**RECORDS PROVIDED**.
============

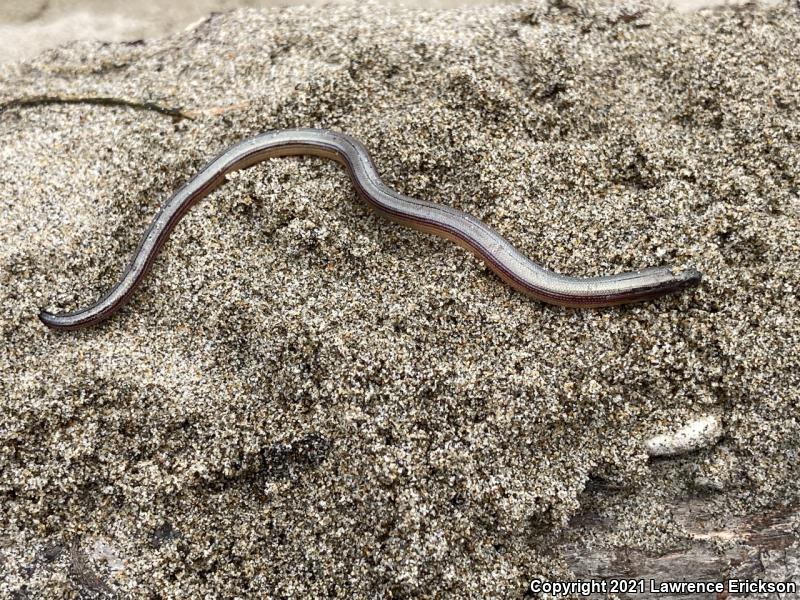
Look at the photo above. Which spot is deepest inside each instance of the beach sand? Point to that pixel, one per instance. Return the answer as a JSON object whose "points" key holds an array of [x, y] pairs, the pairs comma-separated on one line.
{"points": [[305, 399]]}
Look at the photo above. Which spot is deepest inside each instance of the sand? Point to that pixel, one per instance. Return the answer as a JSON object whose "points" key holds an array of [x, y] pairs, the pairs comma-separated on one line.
{"points": [[306, 399]]}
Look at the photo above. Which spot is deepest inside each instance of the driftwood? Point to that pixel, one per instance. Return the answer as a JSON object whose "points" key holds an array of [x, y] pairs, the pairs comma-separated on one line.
{"points": [[760, 546]]}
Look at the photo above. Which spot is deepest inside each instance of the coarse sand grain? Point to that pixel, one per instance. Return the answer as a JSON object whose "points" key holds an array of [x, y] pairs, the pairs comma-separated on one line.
{"points": [[304, 399]]}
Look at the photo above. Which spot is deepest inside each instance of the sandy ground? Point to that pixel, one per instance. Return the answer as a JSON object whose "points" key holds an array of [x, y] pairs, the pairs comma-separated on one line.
{"points": [[29, 26], [307, 400]]}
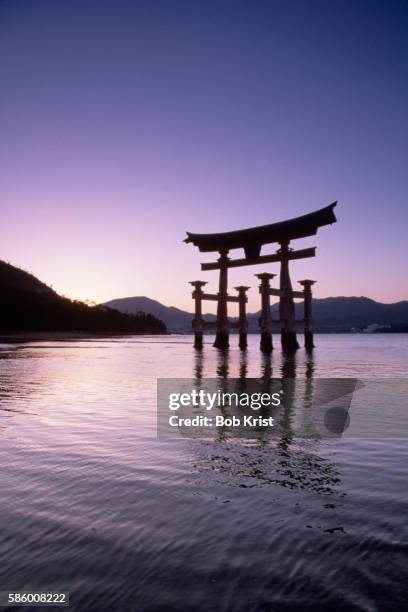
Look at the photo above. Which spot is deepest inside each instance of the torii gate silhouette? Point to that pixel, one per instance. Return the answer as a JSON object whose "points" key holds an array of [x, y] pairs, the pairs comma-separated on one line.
{"points": [[251, 241]]}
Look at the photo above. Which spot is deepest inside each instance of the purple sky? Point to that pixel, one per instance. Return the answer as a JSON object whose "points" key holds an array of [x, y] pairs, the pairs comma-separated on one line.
{"points": [[124, 124]]}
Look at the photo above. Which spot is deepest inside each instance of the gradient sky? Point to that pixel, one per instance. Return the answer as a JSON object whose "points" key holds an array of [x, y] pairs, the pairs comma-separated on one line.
{"points": [[124, 124]]}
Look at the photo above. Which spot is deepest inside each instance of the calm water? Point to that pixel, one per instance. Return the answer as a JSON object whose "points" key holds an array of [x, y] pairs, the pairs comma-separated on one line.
{"points": [[93, 503]]}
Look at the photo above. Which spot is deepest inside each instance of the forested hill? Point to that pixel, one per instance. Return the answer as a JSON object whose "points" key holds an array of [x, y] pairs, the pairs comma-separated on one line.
{"points": [[28, 305]]}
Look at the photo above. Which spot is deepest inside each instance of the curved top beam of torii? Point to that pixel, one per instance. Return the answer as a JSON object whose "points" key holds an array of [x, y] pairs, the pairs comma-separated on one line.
{"points": [[252, 239]]}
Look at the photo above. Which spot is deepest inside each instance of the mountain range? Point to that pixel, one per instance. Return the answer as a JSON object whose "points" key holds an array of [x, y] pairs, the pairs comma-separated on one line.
{"points": [[331, 314], [29, 305]]}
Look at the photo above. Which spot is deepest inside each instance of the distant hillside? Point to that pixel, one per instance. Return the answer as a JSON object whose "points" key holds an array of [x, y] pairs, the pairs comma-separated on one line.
{"points": [[179, 319], [28, 305], [330, 314]]}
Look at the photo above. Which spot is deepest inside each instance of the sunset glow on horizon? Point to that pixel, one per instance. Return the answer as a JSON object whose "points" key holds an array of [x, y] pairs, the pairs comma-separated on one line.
{"points": [[127, 124]]}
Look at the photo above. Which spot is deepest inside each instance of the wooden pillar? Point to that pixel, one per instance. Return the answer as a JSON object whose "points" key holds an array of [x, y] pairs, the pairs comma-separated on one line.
{"points": [[307, 288], [286, 304], [198, 323], [265, 321], [222, 334], [243, 324]]}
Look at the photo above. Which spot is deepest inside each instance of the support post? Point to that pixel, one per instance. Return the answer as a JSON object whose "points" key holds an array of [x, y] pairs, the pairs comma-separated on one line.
{"points": [[286, 303], [222, 335], [198, 323], [265, 321], [307, 304], [243, 324]]}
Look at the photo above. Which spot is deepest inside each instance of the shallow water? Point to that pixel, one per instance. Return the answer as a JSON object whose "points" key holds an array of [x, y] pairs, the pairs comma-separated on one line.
{"points": [[93, 503]]}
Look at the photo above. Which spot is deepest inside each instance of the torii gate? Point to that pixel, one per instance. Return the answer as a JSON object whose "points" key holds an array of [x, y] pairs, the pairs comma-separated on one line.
{"points": [[251, 241]]}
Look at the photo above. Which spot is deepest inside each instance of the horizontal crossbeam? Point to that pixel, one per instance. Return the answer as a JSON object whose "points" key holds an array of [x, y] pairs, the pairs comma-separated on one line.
{"points": [[282, 293], [214, 297], [262, 259]]}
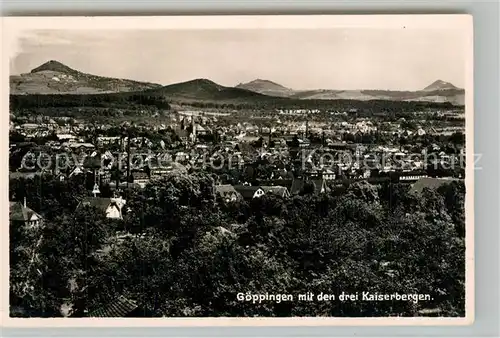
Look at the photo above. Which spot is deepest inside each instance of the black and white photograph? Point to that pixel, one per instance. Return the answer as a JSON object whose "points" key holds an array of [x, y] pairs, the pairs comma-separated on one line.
{"points": [[267, 172]]}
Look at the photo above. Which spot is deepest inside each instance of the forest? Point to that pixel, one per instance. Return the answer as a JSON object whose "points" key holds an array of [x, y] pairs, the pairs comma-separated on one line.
{"points": [[190, 252]]}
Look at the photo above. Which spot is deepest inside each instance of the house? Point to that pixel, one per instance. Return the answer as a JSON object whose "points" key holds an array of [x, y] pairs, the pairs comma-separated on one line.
{"points": [[118, 307], [412, 175], [276, 190], [112, 207], [248, 191], [227, 192], [318, 186], [140, 178], [65, 137], [430, 183], [20, 214]]}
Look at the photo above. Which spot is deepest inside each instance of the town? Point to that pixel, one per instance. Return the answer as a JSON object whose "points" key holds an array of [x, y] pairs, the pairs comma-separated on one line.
{"points": [[284, 153], [135, 195]]}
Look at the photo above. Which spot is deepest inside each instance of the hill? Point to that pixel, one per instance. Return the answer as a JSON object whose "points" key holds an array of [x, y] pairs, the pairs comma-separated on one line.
{"points": [[439, 85], [54, 77], [267, 87], [205, 90], [438, 92]]}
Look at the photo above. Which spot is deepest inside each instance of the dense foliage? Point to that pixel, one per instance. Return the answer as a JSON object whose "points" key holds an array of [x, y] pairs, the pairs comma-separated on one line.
{"points": [[191, 253]]}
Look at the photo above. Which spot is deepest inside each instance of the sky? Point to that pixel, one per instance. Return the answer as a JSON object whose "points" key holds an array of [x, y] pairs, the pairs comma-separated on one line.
{"points": [[355, 58]]}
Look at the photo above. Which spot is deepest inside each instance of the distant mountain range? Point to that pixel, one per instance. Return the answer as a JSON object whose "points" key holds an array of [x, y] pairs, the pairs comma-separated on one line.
{"points": [[438, 91], [55, 78]]}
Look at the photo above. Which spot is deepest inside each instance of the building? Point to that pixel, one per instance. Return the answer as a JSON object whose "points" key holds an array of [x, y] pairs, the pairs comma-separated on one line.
{"points": [[227, 192], [248, 191], [430, 183], [276, 190], [20, 214], [140, 178], [112, 207], [318, 186], [119, 307]]}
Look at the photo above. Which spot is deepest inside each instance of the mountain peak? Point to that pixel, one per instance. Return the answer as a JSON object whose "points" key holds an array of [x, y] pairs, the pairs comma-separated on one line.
{"points": [[54, 66], [440, 85]]}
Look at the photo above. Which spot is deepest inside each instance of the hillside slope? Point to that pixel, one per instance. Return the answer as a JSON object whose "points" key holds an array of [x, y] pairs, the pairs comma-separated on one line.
{"points": [[54, 77]]}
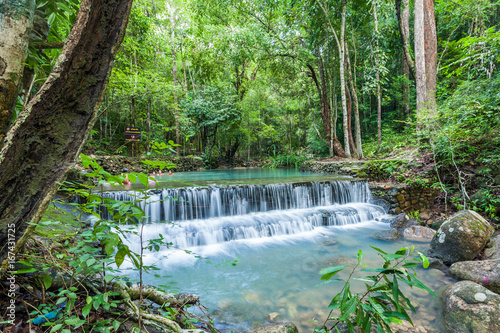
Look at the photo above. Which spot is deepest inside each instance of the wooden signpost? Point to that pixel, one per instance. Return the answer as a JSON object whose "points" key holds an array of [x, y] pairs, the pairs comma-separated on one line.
{"points": [[132, 134]]}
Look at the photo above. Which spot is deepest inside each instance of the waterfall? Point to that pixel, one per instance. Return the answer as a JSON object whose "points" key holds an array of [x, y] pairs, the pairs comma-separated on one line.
{"points": [[219, 201], [212, 215]]}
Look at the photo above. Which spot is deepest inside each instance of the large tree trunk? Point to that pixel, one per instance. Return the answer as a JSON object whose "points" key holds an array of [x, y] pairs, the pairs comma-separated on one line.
{"points": [[406, 90], [403, 13], [420, 75], [352, 147], [425, 58], [377, 76], [333, 142], [48, 135], [174, 74], [342, 80], [430, 56], [326, 112], [16, 21], [352, 82]]}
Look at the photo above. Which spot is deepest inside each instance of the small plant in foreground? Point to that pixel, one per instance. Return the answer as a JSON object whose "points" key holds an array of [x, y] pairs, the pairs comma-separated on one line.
{"points": [[383, 302]]}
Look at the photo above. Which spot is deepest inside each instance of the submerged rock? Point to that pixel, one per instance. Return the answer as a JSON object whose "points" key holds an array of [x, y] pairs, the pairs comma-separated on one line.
{"points": [[461, 237], [419, 233], [469, 307], [492, 250], [391, 234], [486, 273], [403, 221], [275, 328]]}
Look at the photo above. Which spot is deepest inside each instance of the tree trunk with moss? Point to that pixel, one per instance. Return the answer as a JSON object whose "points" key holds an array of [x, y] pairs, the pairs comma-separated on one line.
{"points": [[16, 21], [48, 135]]}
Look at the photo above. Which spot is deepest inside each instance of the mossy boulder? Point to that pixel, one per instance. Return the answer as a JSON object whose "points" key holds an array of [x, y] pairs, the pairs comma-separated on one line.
{"points": [[461, 237], [286, 327], [485, 272], [469, 307]]}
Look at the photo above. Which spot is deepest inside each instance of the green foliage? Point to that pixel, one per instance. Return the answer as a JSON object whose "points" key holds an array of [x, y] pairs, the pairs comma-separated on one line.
{"points": [[82, 256], [470, 124], [487, 202], [394, 142], [382, 303], [283, 160], [381, 169]]}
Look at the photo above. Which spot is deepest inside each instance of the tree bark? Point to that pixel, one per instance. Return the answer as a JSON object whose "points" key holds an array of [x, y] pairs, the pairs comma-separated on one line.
{"points": [[342, 80], [420, 59], [16, 22], [174, 74], [49, 133], [352, 147], [406, 89], [332, 141], [357, 126], [403, 13], [377, 76], [430, 56]]}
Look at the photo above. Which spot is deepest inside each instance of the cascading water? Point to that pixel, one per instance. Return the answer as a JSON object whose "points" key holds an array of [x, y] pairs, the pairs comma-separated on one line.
{"points": [[218, 214], [281, 236]]}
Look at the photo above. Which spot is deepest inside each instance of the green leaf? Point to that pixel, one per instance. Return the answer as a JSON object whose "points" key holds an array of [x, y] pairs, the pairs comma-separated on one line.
{"points": [[348, 308], [108, 278], [26, 270], [56, 328], [144, 179], [47, 281], [425, 260], [395, 292], [86, 310], [334, 303], [328, 272], [378, 250], [61, 300]]}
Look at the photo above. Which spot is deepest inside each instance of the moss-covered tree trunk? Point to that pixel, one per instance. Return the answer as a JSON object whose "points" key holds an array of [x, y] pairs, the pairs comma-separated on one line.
{"points": [[16, 21], [47, 137]]}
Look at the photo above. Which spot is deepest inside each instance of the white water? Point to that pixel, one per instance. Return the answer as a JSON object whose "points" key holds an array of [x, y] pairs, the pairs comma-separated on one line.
{"points": [[282, 235]]}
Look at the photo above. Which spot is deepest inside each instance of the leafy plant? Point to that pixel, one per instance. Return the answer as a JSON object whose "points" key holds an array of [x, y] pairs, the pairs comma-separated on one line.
{"points": [[383, 302], [282, 160]]}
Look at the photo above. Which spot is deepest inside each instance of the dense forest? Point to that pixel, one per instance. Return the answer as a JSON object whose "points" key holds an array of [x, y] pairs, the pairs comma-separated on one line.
{"points": [[226, 79], [412, 87]]}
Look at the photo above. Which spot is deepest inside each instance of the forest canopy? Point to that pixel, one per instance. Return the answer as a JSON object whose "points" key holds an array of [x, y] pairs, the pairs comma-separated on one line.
{"points": [[227, 79]]}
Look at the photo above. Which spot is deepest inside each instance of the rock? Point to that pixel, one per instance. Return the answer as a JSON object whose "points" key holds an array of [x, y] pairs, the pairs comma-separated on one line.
{"points": [[469, 307], [419, 233], [437, 225], [492, 250], [424, 216], [486, 273], [275, 328], [331, 242], [252, 298], [461, 237], [391, 234], [273, 316], [402, 221]]}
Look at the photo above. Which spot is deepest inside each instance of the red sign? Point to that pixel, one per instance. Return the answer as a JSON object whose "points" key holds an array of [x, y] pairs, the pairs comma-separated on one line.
{"points": [[133, 134]]}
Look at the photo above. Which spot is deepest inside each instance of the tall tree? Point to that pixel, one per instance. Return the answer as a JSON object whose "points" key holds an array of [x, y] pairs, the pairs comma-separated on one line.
{"points": [[16, 21], [425, 57], [377, 76], [49, 133]]}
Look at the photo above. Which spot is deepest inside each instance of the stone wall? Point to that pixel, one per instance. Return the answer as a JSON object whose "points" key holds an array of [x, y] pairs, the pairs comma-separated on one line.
{"points": [[404, 198], [342, 168], [398, 197]]}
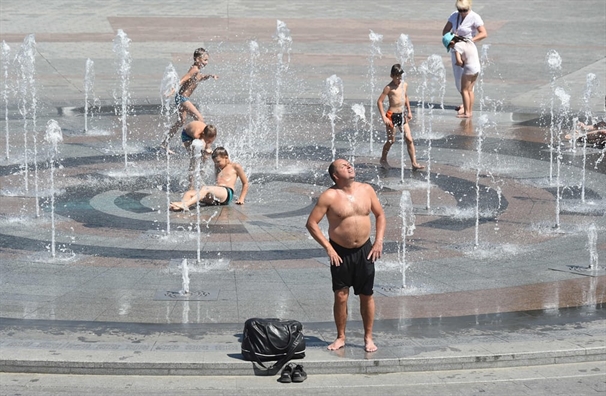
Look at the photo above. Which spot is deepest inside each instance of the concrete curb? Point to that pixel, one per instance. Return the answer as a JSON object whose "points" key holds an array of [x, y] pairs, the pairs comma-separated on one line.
{"points": [[315, 363]]}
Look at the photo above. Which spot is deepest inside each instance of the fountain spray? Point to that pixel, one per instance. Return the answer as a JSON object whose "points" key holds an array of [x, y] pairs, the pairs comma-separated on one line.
{"points": [[375, 51], [54, 137], [196, 147], [123, 60], [592, 240], [89, 83], [590, 86], [434, 83], [557, 131], [282, 36], [27, 61], [6, 51], [554, 62], [359, 116], [408, 227], [333, 98], [170, 84], [184, 278]]}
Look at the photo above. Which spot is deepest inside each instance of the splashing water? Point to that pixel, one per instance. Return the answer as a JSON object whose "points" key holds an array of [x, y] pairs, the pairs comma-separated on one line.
{"points": [[27, 62], [591, 85], [89, 83], [408, 227], [184, 278], [562, 116], [483, 122], [196, 147], [359, 116], [6, 51], [433, 83], [592, 240], [554, 64], [405, 52], [282, 36], [332, 97], [169, 84], [54, 137], [375, 51], [554, 61], [123, 61]]}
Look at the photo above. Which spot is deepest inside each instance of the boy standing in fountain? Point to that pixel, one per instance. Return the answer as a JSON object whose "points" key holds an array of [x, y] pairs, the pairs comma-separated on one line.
{"points": [[187, 86], [205, 133], [396, 92], [221, 194], [347, 206]]}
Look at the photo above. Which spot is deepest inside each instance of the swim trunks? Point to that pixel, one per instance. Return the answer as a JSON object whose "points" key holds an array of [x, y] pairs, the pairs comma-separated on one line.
{"points": [[355, 270], [230, 196], [180, 99], [185, 137], [397, 119]]}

============

**WORK TASK**.
A faithful copy is required of the lines from the one with "of the swim" through the last line of the data; please add nothing.

**ANSWER FOR THIS EXERCISE**.
Look at the photo above. Which spot is deepest inside each instance of the swim trunks? Point to that pixel, one per instance. Return the answer as a JSON object whose "points" key holds an array of [x, y] pairs, the pairs comma-separated on one line.
{"points": [[355, 270], [230, 196], [180, 99], [185, 137], [397, 119]]}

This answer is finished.